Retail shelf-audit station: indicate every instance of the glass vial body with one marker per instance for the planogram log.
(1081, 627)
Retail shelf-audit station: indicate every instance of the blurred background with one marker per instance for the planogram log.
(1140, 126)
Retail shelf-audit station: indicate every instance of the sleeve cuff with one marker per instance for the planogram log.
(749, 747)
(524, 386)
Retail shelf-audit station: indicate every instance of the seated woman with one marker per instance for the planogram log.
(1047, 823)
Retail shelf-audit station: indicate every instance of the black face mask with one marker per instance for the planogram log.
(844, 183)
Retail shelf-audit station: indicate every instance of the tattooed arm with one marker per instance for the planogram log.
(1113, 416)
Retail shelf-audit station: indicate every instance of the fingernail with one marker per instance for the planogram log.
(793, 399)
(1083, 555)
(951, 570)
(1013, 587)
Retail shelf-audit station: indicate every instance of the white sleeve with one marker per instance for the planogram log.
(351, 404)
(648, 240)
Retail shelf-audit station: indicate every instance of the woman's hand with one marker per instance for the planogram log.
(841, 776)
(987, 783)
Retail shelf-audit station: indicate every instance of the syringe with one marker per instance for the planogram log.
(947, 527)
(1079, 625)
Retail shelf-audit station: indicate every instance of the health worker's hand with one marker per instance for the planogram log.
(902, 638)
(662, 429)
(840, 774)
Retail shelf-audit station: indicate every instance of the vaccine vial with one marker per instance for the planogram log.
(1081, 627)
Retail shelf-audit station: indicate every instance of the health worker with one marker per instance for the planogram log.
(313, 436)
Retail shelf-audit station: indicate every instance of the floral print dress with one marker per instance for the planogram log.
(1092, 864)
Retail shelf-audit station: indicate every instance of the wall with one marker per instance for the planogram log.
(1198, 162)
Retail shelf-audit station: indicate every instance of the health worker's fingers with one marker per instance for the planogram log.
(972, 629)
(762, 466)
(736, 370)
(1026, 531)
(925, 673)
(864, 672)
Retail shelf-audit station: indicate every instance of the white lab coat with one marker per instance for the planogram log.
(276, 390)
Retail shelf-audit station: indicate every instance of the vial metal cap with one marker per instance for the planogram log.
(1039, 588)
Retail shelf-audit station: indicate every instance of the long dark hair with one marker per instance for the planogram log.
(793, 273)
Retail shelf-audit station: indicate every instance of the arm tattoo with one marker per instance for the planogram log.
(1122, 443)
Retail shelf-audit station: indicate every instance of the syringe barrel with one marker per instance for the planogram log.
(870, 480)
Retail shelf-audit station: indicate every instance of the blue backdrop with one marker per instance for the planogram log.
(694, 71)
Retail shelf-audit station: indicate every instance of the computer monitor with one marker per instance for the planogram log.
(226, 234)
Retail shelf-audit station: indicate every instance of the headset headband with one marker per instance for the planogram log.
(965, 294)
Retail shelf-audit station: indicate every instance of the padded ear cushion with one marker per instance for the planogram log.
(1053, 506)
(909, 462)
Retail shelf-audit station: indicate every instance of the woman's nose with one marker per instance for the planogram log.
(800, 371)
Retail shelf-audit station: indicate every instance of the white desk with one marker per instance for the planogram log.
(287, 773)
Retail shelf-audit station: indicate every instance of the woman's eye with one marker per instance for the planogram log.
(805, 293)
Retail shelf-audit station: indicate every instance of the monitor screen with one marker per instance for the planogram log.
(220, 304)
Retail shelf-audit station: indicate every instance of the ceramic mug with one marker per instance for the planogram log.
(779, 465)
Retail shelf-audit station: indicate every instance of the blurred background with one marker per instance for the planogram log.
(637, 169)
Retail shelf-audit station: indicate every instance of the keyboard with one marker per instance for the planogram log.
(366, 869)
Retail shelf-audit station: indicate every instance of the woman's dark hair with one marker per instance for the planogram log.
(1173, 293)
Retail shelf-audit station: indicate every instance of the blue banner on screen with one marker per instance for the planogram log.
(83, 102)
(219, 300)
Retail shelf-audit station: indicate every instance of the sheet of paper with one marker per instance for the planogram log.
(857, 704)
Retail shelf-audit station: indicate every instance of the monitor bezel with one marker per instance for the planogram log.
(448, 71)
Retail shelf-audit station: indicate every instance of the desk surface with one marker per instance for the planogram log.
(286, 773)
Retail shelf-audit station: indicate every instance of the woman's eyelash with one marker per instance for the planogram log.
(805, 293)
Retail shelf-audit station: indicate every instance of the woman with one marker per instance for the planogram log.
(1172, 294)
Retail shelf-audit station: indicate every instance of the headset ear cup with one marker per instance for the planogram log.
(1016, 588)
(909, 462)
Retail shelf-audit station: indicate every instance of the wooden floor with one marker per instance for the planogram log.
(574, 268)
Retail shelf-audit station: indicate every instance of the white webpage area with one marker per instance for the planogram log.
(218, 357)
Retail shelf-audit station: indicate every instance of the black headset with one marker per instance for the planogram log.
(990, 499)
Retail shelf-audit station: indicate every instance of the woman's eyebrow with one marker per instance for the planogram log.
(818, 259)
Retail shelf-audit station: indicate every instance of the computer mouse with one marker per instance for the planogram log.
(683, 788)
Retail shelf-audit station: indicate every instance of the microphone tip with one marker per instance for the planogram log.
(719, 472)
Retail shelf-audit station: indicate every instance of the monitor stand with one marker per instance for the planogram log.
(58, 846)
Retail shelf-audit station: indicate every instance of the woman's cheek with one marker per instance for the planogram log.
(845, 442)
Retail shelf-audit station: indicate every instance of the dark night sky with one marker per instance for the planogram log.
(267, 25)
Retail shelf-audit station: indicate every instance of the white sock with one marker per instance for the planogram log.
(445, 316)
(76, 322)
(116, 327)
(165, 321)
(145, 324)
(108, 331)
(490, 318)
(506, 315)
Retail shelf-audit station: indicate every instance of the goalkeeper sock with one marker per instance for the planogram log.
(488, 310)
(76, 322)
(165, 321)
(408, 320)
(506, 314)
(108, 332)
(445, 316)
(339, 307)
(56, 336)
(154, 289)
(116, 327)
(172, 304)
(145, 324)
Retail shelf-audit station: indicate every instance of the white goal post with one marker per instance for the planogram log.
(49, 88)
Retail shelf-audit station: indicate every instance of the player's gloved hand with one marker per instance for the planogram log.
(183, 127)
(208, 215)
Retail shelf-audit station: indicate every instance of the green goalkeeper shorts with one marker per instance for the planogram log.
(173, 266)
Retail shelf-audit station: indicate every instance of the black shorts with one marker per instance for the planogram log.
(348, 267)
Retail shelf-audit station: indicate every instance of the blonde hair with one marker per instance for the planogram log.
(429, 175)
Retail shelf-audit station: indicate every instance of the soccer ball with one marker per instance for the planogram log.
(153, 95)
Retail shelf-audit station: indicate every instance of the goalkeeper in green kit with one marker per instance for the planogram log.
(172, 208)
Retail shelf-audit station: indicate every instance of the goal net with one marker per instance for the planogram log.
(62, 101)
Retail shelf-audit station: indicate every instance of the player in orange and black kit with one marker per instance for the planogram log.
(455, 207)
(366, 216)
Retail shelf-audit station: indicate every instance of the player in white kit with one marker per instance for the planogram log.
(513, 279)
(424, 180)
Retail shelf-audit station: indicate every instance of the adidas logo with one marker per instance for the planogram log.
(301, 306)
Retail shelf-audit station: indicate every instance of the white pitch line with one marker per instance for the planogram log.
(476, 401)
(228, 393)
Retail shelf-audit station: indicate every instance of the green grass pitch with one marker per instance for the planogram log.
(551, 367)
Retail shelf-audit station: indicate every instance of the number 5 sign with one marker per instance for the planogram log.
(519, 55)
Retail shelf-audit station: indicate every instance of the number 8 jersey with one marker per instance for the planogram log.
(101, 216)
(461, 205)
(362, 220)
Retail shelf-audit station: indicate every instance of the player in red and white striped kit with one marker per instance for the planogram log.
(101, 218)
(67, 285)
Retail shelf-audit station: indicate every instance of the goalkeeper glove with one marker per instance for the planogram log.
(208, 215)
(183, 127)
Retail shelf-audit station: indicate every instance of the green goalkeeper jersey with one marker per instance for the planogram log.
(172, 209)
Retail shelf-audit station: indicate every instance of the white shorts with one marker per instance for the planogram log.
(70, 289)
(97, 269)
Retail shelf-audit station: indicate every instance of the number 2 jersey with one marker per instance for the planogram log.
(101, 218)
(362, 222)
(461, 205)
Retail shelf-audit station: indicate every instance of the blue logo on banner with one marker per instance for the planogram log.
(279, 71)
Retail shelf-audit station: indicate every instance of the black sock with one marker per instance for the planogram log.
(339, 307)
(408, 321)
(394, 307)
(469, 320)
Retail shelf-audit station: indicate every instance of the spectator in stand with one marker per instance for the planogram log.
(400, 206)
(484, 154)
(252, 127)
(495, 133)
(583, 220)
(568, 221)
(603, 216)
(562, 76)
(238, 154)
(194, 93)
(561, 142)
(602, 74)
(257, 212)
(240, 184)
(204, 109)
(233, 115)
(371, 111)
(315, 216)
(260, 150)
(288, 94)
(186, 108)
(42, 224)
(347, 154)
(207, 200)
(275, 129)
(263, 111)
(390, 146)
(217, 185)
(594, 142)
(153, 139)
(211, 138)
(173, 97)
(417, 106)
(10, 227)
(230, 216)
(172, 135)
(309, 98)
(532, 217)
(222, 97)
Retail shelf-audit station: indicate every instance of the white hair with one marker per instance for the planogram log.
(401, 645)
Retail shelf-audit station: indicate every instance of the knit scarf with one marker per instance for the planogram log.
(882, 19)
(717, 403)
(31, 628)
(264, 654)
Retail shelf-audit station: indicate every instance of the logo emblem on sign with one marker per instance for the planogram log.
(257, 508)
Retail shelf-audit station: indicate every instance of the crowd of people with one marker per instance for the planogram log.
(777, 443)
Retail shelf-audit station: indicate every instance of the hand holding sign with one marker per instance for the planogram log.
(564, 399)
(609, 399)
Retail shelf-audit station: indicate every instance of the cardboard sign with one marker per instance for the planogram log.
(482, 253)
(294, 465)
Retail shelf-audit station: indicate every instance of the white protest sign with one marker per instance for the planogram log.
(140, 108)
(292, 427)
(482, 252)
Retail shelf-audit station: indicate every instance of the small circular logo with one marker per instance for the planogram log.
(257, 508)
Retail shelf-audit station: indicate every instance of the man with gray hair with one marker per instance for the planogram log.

WHAT TO WORK ON
An exact copy of every line from the one containing "Retail shelf-audit station: indicate every instance of the small" through the last line of the entries is required; please add nothing.

REPLY
Retail shelf-audit station: indicate every instance of the small circular logo with one marker per instance for the planogram log.
(257, 508)
Retail shelf-audit station: indicate every instance of the man with gray hair with one marker per instance for the planogram log.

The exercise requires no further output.